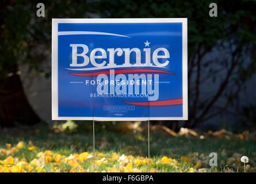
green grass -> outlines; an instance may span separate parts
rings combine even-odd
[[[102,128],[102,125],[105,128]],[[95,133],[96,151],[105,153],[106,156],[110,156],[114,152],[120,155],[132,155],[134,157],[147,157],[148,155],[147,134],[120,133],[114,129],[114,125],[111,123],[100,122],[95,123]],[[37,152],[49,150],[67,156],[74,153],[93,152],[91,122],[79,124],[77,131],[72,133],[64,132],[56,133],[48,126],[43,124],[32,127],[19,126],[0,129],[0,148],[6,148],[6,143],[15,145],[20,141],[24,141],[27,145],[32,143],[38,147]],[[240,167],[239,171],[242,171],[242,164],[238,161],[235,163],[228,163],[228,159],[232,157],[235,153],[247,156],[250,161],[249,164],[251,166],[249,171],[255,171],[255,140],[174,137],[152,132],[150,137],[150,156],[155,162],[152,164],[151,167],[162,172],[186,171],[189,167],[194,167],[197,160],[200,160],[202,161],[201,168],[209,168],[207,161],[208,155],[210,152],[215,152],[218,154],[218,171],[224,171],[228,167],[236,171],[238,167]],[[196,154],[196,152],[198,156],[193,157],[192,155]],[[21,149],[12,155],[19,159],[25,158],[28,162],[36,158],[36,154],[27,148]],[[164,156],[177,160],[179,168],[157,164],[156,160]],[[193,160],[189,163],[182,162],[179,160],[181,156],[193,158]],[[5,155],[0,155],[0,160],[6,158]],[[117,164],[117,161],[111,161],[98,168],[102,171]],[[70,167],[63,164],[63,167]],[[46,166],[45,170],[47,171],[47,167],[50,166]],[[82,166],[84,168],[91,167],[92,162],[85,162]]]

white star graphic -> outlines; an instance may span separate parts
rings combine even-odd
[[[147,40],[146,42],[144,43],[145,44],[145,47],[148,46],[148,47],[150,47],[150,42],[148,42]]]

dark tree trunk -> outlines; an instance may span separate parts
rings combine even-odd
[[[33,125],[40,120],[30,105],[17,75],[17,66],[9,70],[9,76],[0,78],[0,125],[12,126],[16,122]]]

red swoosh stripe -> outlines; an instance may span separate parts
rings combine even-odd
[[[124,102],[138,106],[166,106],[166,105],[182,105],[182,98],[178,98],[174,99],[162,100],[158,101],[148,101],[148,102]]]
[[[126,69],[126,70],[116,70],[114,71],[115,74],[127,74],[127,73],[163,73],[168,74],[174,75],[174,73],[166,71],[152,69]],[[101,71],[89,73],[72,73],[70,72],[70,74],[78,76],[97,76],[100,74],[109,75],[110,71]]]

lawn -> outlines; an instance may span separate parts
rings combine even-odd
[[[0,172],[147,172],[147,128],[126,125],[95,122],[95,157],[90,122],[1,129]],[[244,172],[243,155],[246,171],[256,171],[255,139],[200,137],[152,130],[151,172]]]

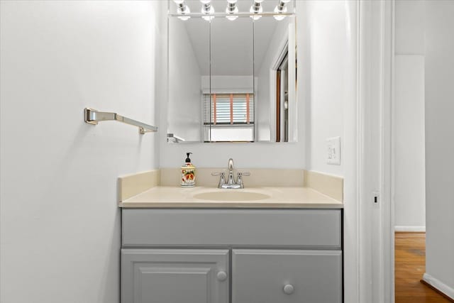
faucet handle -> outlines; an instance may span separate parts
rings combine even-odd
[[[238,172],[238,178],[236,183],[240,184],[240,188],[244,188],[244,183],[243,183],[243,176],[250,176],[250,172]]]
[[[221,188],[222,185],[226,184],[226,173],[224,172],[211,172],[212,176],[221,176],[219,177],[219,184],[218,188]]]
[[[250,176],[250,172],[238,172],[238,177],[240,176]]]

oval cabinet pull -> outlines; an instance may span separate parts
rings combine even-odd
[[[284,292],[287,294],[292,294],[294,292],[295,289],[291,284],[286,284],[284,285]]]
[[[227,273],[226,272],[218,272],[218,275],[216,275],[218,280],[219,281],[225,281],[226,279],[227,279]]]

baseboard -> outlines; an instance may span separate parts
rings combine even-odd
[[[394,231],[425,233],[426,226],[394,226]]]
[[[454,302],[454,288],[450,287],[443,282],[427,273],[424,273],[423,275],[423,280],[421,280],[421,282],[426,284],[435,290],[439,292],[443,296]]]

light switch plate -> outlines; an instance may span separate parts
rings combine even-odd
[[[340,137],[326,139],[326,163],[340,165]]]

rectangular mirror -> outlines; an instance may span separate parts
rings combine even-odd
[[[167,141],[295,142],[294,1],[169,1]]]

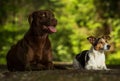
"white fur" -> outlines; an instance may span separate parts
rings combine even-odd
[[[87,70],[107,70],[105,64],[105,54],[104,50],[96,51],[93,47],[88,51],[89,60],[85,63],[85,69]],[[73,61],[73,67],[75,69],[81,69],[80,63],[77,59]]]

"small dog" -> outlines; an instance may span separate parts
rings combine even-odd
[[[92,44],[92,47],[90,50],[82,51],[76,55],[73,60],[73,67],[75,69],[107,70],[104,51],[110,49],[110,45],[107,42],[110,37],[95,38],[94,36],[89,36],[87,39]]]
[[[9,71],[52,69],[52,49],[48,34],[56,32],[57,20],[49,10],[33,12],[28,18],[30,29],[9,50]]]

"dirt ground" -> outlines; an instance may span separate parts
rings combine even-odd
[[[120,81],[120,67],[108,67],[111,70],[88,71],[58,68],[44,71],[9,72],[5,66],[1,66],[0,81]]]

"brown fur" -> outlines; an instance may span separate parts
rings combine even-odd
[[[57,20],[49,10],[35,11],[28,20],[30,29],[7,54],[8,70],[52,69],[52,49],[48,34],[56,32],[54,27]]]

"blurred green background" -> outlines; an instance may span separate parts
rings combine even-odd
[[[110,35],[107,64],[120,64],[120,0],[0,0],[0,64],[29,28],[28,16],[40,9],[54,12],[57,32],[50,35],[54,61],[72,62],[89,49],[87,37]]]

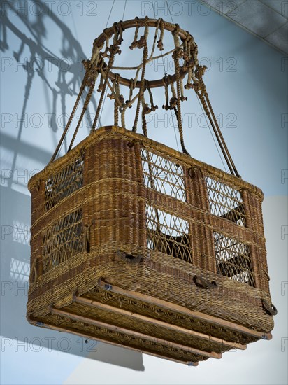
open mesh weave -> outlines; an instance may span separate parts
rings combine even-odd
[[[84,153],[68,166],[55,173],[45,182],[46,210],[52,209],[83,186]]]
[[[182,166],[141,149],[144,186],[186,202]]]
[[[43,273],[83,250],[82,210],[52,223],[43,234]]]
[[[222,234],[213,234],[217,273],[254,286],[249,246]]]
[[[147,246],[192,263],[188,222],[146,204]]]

◆ ◆ ◆ ◆ ◆ ◆ ◆

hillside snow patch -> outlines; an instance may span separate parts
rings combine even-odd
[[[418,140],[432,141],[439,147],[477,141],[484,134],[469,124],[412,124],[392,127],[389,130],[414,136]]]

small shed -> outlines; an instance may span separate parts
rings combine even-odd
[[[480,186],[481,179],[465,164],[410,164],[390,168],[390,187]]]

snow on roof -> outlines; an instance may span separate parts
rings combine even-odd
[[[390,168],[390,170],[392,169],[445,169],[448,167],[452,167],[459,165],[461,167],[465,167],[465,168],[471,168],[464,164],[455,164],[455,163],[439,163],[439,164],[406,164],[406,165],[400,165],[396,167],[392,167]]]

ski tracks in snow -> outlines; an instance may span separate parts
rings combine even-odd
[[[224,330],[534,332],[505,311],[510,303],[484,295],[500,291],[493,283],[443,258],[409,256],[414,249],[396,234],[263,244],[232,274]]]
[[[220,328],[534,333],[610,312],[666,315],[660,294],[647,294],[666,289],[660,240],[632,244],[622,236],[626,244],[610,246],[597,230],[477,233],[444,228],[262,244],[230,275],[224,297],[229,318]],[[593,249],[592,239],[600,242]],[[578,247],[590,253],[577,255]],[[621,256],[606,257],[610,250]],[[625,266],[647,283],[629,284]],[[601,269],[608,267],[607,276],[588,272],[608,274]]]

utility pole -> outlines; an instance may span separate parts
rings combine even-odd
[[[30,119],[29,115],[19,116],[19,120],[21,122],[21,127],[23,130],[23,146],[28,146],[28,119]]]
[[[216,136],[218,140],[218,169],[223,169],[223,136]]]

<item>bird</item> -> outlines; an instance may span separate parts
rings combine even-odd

◆ ◆ ◆ ◆ ◆ ◆ ◆

State how many lines of the material above contain the word "green". Reply with the number alone.

2